• Extract to read
Written by Molly Forman on Jul 30, 2020

Related content: University, Diversity And Inclusion

Today, issues of race, racism, and equity are at the forefront of our nation’s public discourse and on the top of the agenda for corporate America, civil society organizations—and universities. The Black Lives Matter movement is leading all companies and organizations to grapple with their own shortcomings in addressing racism and building truly diverse, equitable, and inclusive organizations. The imperative to make a real and sustained impact is clear, but charting the right path forward can be daunting. That’s where a new short course from Northwestern University, "Leading Diversity, Equity, and Inclusion," offered in partnership with GetSmarter, a brand of 2U, Inc., becomes so important.

Conceptualized and taught by Alvin Tillery, founding director of Northwestern’s Center for the Study of Diversity and Democracy and associate professor of political science, this six-week short course is focused on providing intensive training on how organizational leaders can implement an actionable framework for diversity, equity, and inclusion (DEI) initiatives within their organizations. The course was originally designed with cases from the 1960s in mind.

“There is no challenge faced by leaders today as difficult to overturn as those encountered by leaders in the middle of the 20th century when statues were built to send a signal that the country was not going to change,” said Tillery. “The course material and the cases are tilted to focus backward on what I call narratives of wins from the 60s.”

But just as the curriculum was going through its final design phases, the Black Lives Matter movement exploded. Tillery, realizing the energy of the movement was something that needed to be captured and reflected in the curriculum, turned to GetSmarter’s course design team for support. Now, the course will use case examples from Black Lives Matter and other social change movements, like Me Too and Time’s Up, along with insights from the Civil Rights Movement, to anchor the course.

“And I think that’s a good thing,” said Tillery. “I think it will give leaders a sense of how everything fits together and help them craft solutions for the current moment.”

Corporate executives aren’t the only ones wrestling with DEI issues. Ignited by the Black Lives Matter movement, university leaders are also seeking out solutions to root out systemic racism in their own communities. We sat down with Tillery to discuss how university leaders can transform dialogue around DEI into real, tangible action on their own campuses.

One of the main takeaways Tillery hopes participants gather from the course is that you can’t train away unconscious bias—it’s innate—but you can minimize biases through leadership. And it’s leadership committed to building diverse and equitable institutions that people want. Studies by Deloitte and the Case Foundation have found that millennials are more loyal to organizations and brands that prioritize diversity and inclusion and that they rank DEI as one of the top issues for their generation. Organizations must double down on DEI now or risk losing talent that do not see their values reflected, and that goes for students at universities, too.

“These college campuses with millennials and Gen Zs, they have a much greater awareness of diversity, equity, and inclusion issues,” said Tillery. “They will demand change on campus.”

• Required tasks
(a) According to the article about Northwestern's diversity course, how long does the course run?
(b) Name every social change movement mentioned in the article about Northwestern's diversity course.
(c) Based on the article about Northwestern's diversity course, decide whether each statement holds, answering yes or no and quoting the words that decide it: (i) The course was first designed around cases from the 1960s. (ii) Tillery holds that unconscious bias can be removed through training. (iii) Tillery sought help from GetSmarter's course design team.

Dataset entries:
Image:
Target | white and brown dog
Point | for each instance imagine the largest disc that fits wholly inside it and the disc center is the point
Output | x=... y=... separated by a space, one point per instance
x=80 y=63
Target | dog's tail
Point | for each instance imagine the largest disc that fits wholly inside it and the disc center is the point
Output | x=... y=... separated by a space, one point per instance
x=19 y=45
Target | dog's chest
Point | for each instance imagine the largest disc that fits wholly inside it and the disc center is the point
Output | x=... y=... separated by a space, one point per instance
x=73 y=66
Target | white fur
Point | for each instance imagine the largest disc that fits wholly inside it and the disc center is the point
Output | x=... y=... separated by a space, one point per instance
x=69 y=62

---

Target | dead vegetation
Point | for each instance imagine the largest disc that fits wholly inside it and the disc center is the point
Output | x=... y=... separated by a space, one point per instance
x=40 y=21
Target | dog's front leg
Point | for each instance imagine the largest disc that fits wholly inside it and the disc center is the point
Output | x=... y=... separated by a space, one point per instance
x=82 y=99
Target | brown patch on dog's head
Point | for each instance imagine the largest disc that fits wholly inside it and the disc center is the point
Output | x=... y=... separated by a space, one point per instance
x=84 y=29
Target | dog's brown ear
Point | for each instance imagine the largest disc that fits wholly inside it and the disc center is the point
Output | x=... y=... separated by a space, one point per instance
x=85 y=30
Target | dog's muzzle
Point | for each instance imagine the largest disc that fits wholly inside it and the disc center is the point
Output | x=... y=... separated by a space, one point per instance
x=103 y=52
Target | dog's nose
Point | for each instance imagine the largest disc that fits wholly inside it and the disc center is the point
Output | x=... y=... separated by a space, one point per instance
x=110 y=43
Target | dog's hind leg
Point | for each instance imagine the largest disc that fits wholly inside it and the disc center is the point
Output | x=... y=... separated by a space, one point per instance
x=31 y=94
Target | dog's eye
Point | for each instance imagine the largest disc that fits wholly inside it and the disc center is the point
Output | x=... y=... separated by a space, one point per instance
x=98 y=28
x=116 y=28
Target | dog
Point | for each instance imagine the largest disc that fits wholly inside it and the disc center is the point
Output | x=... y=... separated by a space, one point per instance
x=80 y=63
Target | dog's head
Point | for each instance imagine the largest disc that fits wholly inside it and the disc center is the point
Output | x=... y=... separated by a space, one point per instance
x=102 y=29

• Responses by item number
(a) It is a six-week short course.

(b) Black Lives Matter, Me Too, Time's Up, and the Civil Rights Movement.

(c)
(i) Yes: "The course was originally designed with cases from the 1960s in mind."
(ii) No: "you can’t train away unconscious bias—it’s innate"
(iii) Yes: "turned to GetSmarter’s course design team for support"